* 課題:
**1)** ネットワーク運用管理の文章から、「本連載は「ネットワーク運用管」で始まり「本的な考え方は変わりません。」で終わる部分を一字一句そのまま書き写してください。
**2)** ネットワーク運用管理の文章では、定期的なメンテナンスや計画的に行われるシステムの拡張などの変更作業全般を何と呼んでいますか?

* 提供テキスト:
******************************
本連載は「ネットワーク運用管理の基礎」について紹介していきます。読者の皆さんは、「ネットワーク運用管理」と聞くと、多分「あ、あんなことかな?」と、その実作業については何となく理解していることかと思います。この連載では、その「何となく」をもう少し体系立て、まとめることを目的とします。第1回目は、「そもそもネットワークの運用管理作業って何?」というところからの紹介です。
そもそも「運用」とは、「物の機能をうまく生かして用いること」ですので、システムの運用管理業務とはつまり、「対象であるシステムを、効率良く、円滑かつ安全に日々用いることができるようにすること」となります。ネットワーク運用管理にしても、対象をシステム全体からネットワーク部分に限定しただけで、基本的な考え方は変わりません。
通常、システム管理からネットワーク運用管理だけが切り分けられ、単独の業務として執り行われるようになるのは、1つのネットワークを複数の業務システムで共用するような場合で、業務システムの管理者はそれぞれ別個にいて、共用部分であるネットワークの担当者が別にいるような場合だと思われます。その際に注意しなければならないのは、業務システムの管理担当者とネットワークの管理担当者間で、作業の担当範囲を明確にしておかなければならない点です。かなり細かい部分まで事前に決めておかないと、管理作業に漏れが生じたり、また逆に、同様の作業を双方で行ってしまうような無駄が発生します。
運用管理業務は、大きく以下のように分けて考えられます。
「通常時運用」は、日々の通常業務を運用していく仕組みです。その中で、仮に何らかの障害が発生してしまった場合、その障害に対応する必要がありますので、そのまま「通常時運用」を継続していくことはできません。そこでそのような際に、通常時運用に替わり行われるのが「障害時運用」ということになります。また、定期的なメンテナンスであるとか、計画的に行われるシステムの拡張などの変更作業全般を「保守」といい、これは「通常時運用」「障害時運用」とは分けて考えていきます。以下に各運用業務の具体的な作業例をまとめます。
******************************
* 一覧:
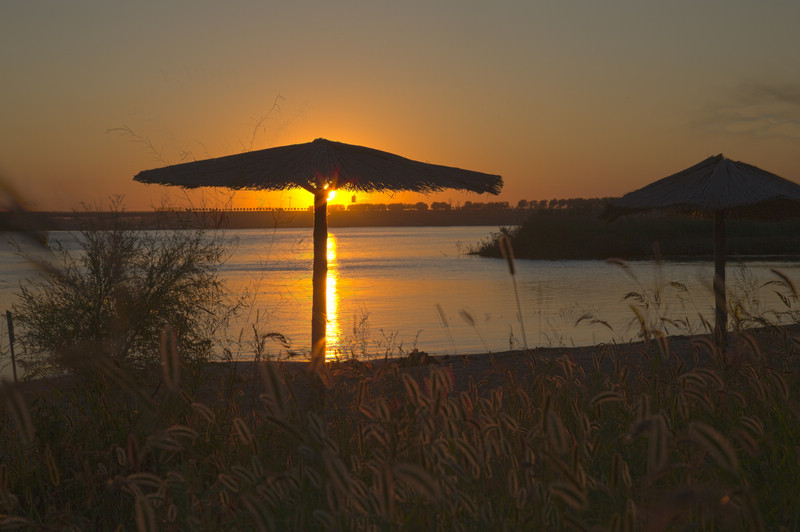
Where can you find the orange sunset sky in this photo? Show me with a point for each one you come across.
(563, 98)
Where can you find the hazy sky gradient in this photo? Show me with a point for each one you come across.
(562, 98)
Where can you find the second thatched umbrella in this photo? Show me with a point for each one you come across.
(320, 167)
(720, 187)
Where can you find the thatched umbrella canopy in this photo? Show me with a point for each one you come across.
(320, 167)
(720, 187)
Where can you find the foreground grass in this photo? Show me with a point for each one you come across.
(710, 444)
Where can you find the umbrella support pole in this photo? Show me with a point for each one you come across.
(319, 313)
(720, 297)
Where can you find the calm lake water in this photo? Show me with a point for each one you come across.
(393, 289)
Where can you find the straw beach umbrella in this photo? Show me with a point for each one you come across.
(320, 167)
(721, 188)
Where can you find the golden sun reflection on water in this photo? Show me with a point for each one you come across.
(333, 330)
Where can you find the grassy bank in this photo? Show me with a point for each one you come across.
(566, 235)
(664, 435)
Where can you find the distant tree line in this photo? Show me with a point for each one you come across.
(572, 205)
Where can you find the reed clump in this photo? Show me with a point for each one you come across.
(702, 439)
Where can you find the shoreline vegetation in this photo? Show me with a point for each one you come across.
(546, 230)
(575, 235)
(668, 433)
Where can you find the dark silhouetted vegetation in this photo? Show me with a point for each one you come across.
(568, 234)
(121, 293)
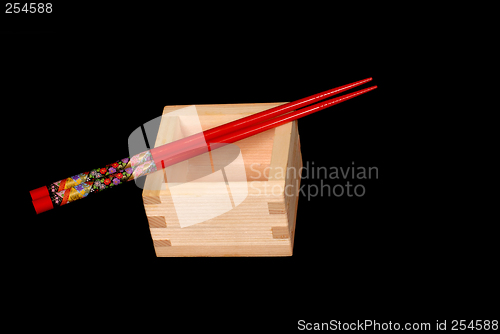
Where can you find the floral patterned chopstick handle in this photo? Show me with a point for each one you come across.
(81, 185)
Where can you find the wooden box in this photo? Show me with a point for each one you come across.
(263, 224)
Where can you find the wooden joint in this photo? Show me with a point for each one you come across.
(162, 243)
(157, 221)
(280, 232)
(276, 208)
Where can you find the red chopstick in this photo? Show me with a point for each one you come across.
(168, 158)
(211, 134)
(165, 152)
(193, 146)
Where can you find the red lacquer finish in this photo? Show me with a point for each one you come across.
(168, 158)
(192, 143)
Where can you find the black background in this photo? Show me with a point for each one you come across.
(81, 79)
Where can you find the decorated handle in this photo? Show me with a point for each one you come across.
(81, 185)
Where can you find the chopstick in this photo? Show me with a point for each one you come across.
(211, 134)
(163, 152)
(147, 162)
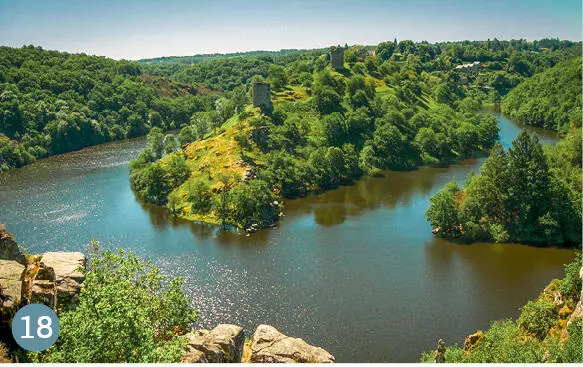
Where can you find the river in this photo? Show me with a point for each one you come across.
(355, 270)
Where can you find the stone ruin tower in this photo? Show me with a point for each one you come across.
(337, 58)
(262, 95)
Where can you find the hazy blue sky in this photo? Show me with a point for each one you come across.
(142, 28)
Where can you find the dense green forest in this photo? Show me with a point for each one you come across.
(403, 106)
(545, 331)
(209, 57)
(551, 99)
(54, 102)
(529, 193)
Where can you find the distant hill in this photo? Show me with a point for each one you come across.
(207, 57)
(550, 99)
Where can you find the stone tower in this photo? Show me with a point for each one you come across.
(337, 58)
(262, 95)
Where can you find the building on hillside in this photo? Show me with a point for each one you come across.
******************************
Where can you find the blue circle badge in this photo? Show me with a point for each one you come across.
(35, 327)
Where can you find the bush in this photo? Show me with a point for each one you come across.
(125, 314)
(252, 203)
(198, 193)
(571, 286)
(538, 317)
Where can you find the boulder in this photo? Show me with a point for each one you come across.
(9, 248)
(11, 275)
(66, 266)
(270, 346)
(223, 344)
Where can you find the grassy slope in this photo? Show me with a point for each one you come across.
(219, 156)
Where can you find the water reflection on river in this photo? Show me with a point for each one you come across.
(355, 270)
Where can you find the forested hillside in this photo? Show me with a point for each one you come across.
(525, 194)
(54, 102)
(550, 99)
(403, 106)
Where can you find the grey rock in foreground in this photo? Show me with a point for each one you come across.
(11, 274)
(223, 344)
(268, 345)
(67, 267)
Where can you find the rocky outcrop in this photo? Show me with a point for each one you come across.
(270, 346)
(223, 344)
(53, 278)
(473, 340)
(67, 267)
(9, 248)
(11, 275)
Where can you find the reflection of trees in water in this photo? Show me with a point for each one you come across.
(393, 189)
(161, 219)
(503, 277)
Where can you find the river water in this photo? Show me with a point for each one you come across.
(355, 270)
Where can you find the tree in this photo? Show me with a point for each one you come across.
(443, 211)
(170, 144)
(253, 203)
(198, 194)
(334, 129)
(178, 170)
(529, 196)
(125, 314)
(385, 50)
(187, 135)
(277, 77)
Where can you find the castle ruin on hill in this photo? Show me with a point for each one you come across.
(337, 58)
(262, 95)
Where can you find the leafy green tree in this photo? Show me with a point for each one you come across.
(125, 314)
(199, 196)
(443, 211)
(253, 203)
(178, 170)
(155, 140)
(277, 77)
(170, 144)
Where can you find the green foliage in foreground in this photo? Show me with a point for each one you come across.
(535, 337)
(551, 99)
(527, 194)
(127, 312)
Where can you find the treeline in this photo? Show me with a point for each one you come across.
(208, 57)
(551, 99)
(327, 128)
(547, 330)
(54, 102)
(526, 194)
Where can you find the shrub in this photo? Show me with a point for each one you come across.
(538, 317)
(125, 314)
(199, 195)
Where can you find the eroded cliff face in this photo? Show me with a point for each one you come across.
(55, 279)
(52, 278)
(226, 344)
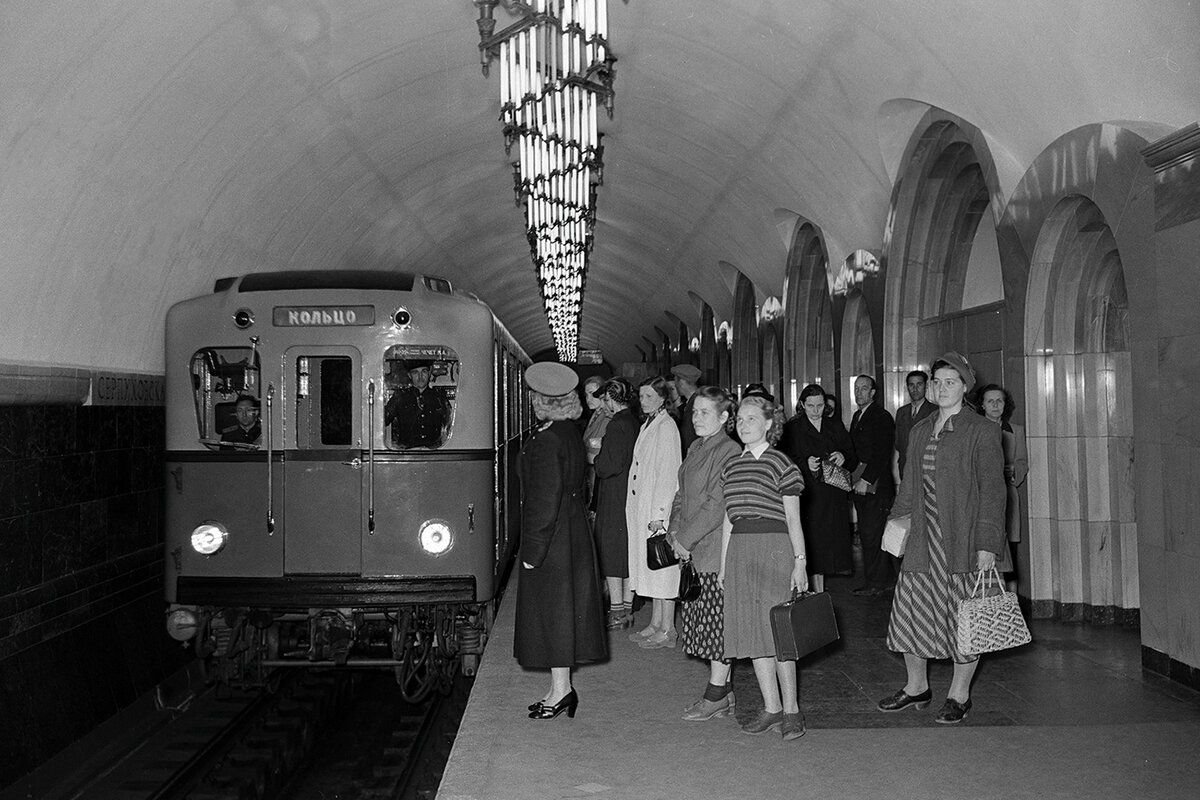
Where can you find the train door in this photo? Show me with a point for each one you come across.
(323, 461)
******************************
* 回答:
**1)**
本連載は「ネットワーク運用管理の基礎」について紹介していきます。読者の皆さんは、「ネットワーク運用管理」と聞くと、多分「あ、あんなことかな?」と、その実作業については何となく理解していることかと思います。この連載では、その「何となく」をもう少し体系立て、まとめることを目的とします。第1回目は、「そもそもネットワークの運用管理作業って何?」というところからの紹介です。
そもそも「運用」とは、「物の機能をうまく生かして用いること」ですので、システムの運用管理業務とはつまり、「対象であるシステムを、効率良く、円滑かつ安全に日々用いることができるようにすること」となります。ネットワーク運用管理にしても、対象をシステム全体からネットワーク部分に限定しただけで、基本的な考え方は変わりません。

**2)** 「保守」と呼んでいます。